***** AVAILABLE DATA *****

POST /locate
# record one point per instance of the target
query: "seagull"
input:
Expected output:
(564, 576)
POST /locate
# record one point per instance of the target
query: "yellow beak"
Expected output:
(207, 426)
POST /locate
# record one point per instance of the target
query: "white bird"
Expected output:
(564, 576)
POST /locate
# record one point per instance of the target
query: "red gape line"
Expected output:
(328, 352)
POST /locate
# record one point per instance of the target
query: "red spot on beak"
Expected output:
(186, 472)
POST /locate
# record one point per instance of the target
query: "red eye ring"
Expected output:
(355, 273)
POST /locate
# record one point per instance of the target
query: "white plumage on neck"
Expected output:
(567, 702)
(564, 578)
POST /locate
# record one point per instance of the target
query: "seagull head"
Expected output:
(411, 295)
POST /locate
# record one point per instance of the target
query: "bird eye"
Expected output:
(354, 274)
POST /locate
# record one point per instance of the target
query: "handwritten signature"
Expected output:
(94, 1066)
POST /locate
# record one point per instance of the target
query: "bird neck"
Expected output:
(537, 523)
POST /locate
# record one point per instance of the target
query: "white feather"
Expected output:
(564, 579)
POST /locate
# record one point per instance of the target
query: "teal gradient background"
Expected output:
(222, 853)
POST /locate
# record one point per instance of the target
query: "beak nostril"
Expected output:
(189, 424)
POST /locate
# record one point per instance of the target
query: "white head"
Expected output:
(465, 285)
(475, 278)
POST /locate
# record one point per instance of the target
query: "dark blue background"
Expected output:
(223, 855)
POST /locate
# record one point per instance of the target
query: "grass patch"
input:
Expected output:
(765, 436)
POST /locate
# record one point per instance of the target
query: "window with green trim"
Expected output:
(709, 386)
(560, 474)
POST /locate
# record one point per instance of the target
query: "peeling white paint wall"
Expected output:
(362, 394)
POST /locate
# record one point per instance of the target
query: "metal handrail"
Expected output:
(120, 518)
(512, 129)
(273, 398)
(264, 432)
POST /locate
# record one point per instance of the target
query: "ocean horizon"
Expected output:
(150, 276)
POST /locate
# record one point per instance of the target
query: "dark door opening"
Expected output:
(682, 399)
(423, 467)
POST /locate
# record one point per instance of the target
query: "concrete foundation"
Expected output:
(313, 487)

*****

PROBLEM REQUIREMENTS
Please reproduce the entire listing, exactly as shown.

TASK OUTPUT
POST /locate
# record one point per instance of the target
query: "seagull"
input:
Expected output:
(564, 576)
POST /locate
# record one point per instance of the target
query: "yellow beak"
Expected output:
(207, 426)
POST /locate
# record one point per instance of the target
query: "white bird"
Expected output:
(564, 576)
POST /locate
# record one point per instance of the target
query: "red gape line"
Expected output:
(328, 352)
POST /locate
# record one point per instance of the target
query: "red spot on beak"
Expected output:
(186, 472)
POST /locate
# record one point per instance of the target
query: "red eye ring"
Expected output:
(355, 273)
POST /locate
# record one point per instance of the target
query: "white plumage on neck"
Expected output:
(567, 702)
(564, 578)
POST /locate
# record one point per instance of the target
query: "seagull head"
Expected output:
(411, 295)
POST /locate
# record one point per instance of the target
query: "bird eye"
Expected output:
(354, 274)
POST /locate
# record one point per instance of the target
query: "handwritten signature"
Expected output:
(94, 1066)
POST /locate
# record one point per instance of the target
query: "bird neck"
Expected output:
(537, 523)
POST /locate
# record one point per instance of the target
query: "white feather"
Expected output:
(564, 579)
POST /locate
# record one point per instance of the target
query: "teal gradient background"
Expected output:
(222, 853)
POST /locate
# record one point per instance of the target
query: "beak nostril"
Expected output:
(189, 424)
POST /locate
# record one point per instance of the target
query: "white head"
Expected output:
(465, 285)
(475, 278)
POST /locate
# record one point per instance of the target
query: "dark blue background"
Expected output:
(223, 855)
POST /locate
# record one point per instance of the target
query: "grass patch"
input:
Expected output:
(765, 436)
POST /locate
# record one point per instance of the target
query: "window with green trim"
Expected output:
(709, 386)
(560, 474)
POST /locate
# record one point per instance of the target
query: "peeling white paint wall"
Expected output:
(362, 394)
POST /locate
# record one point per instance of the target
query: "metal handrail"
Expected output:
(120, 518)
(512, 129)
(273, 398)
(264, 432)
POST /locate
# record one point per instance of the target
query: "ocean horizon"
Expected output:
(150, 276)
POST /locate
# record one point per instance of the target
query: "dark door opening"
Expected output:
(682, 399)
(423, 467)
POST /locate
# record one point per instance of the target
query: "concrete foundation"
Expected output:
(313, 487)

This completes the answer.